WRITTEN TASK — Render each line of the data below as a string in a JSON list, one string per line, with blank lines and pictures left out.

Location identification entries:
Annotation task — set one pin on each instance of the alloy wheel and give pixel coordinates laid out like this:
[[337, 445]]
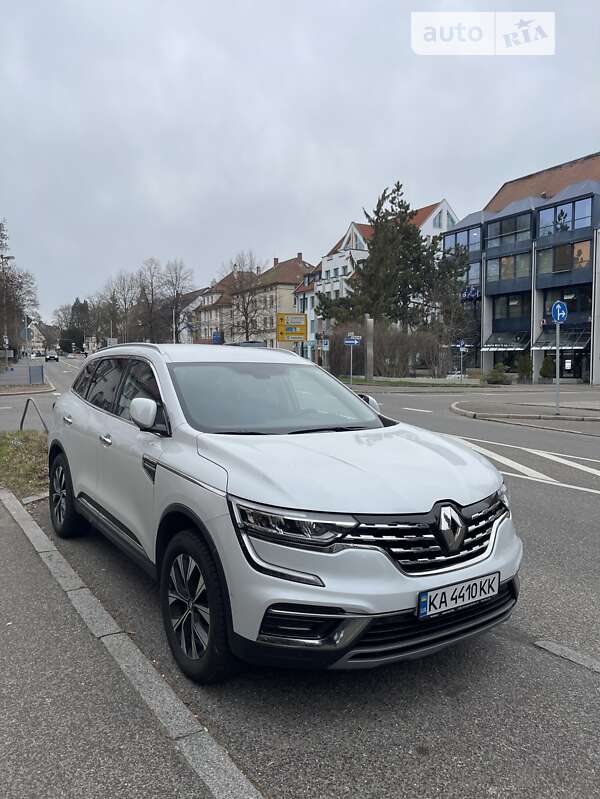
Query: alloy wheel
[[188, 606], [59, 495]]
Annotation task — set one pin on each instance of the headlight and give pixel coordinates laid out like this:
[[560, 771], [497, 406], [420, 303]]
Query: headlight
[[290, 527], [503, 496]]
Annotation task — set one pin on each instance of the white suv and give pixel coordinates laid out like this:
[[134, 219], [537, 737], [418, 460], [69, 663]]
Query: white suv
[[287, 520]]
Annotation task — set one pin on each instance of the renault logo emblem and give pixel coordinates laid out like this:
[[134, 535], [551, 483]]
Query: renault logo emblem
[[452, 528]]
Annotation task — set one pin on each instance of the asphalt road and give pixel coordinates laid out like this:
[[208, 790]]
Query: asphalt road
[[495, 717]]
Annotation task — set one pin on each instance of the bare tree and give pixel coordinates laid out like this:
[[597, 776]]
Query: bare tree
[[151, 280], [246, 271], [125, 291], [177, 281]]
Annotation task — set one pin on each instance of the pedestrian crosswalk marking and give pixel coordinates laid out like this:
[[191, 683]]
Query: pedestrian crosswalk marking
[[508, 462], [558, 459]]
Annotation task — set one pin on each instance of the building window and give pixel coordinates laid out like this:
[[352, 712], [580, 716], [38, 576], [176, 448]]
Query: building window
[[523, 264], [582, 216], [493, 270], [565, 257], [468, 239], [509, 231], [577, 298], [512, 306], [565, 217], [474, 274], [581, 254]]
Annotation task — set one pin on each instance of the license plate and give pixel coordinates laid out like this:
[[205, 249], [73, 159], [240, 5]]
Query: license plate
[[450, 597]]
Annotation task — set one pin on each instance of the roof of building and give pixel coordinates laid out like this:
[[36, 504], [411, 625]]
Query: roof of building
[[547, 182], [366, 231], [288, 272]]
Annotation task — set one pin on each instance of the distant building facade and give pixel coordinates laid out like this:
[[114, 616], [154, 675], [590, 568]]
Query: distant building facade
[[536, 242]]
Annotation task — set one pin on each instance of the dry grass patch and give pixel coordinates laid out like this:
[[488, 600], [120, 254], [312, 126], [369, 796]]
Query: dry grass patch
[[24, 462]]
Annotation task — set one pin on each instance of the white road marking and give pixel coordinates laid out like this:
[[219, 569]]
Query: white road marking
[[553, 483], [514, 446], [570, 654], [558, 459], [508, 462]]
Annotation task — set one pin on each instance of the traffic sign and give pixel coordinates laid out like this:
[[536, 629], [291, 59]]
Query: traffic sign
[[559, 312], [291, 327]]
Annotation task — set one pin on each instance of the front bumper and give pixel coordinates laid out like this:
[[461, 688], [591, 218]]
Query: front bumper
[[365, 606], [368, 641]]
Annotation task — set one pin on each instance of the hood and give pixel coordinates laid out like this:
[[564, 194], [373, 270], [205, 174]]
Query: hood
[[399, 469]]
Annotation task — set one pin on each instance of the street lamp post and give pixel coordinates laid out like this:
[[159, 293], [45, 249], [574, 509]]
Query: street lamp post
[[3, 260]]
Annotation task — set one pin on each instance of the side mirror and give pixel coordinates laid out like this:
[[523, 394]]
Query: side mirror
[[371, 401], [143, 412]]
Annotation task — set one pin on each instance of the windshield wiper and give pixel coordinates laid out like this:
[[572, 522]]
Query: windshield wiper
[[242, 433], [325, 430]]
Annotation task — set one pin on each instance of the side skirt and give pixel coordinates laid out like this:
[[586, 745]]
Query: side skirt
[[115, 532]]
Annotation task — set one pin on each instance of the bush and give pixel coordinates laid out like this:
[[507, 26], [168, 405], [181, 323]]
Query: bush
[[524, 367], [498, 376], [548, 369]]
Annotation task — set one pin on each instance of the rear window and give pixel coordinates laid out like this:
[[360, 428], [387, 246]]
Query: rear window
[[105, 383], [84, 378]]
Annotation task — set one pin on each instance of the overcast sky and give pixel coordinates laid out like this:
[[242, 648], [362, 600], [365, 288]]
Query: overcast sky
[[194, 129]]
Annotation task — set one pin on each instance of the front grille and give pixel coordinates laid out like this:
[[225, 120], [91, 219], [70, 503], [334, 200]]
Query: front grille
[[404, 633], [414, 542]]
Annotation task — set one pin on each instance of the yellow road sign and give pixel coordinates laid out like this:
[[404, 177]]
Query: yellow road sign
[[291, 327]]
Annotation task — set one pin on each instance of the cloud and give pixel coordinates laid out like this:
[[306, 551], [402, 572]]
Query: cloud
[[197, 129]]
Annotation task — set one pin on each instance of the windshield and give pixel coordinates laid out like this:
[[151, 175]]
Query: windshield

COMPLETE RESPONSE —
[
  "Annotation task — set one pin on each instance of the alloy wheel and give pixel coordinates laid out like this:",
  "[[337, 445]]",
  "Query: alloy wheel",
  "[[188, 606], [59, 495]]",
  "Annotation task — set one pin on each instance of the headlight and give pixel coordinates laid out like this:",
  "[[560, 771], [497, 406], [420, 303]]",
  "Query: headlight",
  "[[290, 527], [503, 496]]",
  "Annotation task — set one pin on each instance of the white suv and give pixel coordinates laid out like this:",
  "[[134, 219], [537, 737], [418, 460], [69, 663]]",
  "Query: white suv",
  "[[287, 520]]",
  "Annotation task — set one pin on each instance of the renault logo emblem and give pixel coordinates laid out like this:",
  "[[134, 535], [551, 483]]",
  "Query: renault logo emblem",
  "[[452, 528]]",
  "Annotation task — set one pin on each instance of the asphalt road and give pixel coordinates laid out like this:",
  "[[208, 790]]",
  "Query: asphalt road",
  "[[495, 717]]",
  "Annotation task — set one pin on each instance of the bare tree and give pixel coordinates laid out like this:",
  "[[597, 776]]",
  "Query: bare tree",
  "[[151, 280], [246, 271], [125, 291], [177, 281]]",
  "Annotation task — set one pin on each instance of the pedestrian crosswalk marking and give pixel coordinates laid out like this:",
  "[[191, 683]]",
  "Query: pedestrian crosswalk marking",
  "[[508, 462], [558, 459]]",
  "Annotation task — set one pin on each instance of the building window and give pixel coordinates laid out like this:",
  "[[352, 712], [580, 716], [38, 576], [176, 448]]",
  "Query: building window",
  "[[523, 264], [582, 216], [493, 270], [565, 257], [468, 239], [509, 231], [577, 298], [512, 306], [565, 217], [474, 274], [581, 254]]",
  "Annotation task — set one pin on each instance of the license plate and give pixel coordinates laid out like this:",
  "[[205, 249], [73, 159], [240, 5]]",
  "Query: license plate",
  "[[450, 597]]",
  "Annotation task — set one pin on each instance of the roof of building and give pixel coordinates laid out like this:",
  "[[36, 504], [411, 625]]",
  "Query: roof of building",
  "[[547, 182], [366, 231], [288, 272]]",
  "Annotation task — set one pin on each instance of the distant building facade and give pixel coordinates laid out like this:",
  "[[114, 616], [154, 675], [590, 568]]",
  "Query: distant building facade",
  "[[536, 242]]",
  "Annotation task — set one pin on each instance of the dry grass patch and give pixel coordinates laid out like this:",
  "[[488, 600], [120, 254], [312, 126], [369, 796]]",
  "Query: dry grass patch",
  "[[24, 462]]",
  "Annotation task — set one pin on each instance of the white road marking and give pixel coordinates laid out like this:",
  "[[219, 569]]",
  "Query: white road marking",
  "[[553, 483], [514, 446], [570, 654], [558, 459], [508, 462]]",
  "Annotation task — set one pin on each instance of the traffic sign and give pixel coordinates laid out like this:",
  "[[536, 629], [291, 59]]",
  "Query: traffic sign",
  "[[559, 312], [291, 327]]",
  "Annotation task — set one pin on each instance of the front bumper and give pixel coordinates laid out like this:",
  "[[461, 688], [591, 218]]",
  "Query: front bumper",
  "[[365, 606], [368, 641]]",
  "Annotation task — set one pin on each instance of the hood and give pixel coordinates laid out like this:",
  "[[564, 194], [373, 270], [205, 174]]",
  "Query: hood",
  "[[399, 469]]",
  "Annotation task — set one pin on each instance of the street lamp post and give pixel coordinates laid out like this:",
  "[[159, 293], [45, 249], [574, 509]]",
  "Query: street lamp post",
  "[[3, 260]]",
  "Annotation task — set one pin on each instance of the side mirror and give pixel coordinates laid out like this:",
  "[[523, 394]]",
  "Query: side mirror",
  "[[371, 401], [143, 412]]",
  "Annotation task — set one pin on each instance of the windshield wiper and give pixel coordinates laid out like this:",
  "[[572, 522]]",
  "Query: windshield wiper",
  "[[242, 433], [325, 430]]",
  "Annotation task — set one pin on each instance of the side skirt and give pixel coordinates laid out like this:",
  "[[586, 745]]",
  "Query: side skirt",
  "[[115, 532]]",
  "Annotation task — set one pin on each instance of the bush and give pixel coordinates laid out like this:",
  "[[507, 26], [168, 405], [181, 323]]",
  "Query: bush",
  "[[524, 367], [498, 376], [548, 369]]",
  "Annotation task — set one pin on each instance of the rear window and give pixel coordinates laid out like this:",
  "[[360, 428], [387, 246]]",
  "Query: rear window",
  "[[105, 383], [84, 378]]",
  "Annotation task — set one pin on each instance of the overcast sky and give pixel coordinates laid out like this:",
  "[[242, 648], [362, 600], [365, 288]]",
  "Query: overcast sky",
  "[[194, 129]]",
  "Annotation task — set one pin on each instance of the front grille and give pixel coordinates laid out like this:",
  "[[225, 120], [91, 219], [70, 503], [334, 200]]",
  "Query: front grille",
  "[[404, 633], [414, 542]]",
  "Annotation task — set one pin on each instance of the yellow road sign and give pixel coordinates laid out like this:",
  "[[404, 177]]",
  "Query: yellow road sign",
  "[[291, 327]]",
  "Annotation task — set one pin on each instance of the cloud and give pixel coordinates laid out like this:",
  "[[306, 551], [402, 572]]",
  "Query: cloud",
  "[[197, 129]]",
  "Annotation task — set one pin on each instance of the windshield and give pixel coordinates laid out like this:",
  "[[151, 175]]",
  "Query: windshield"
]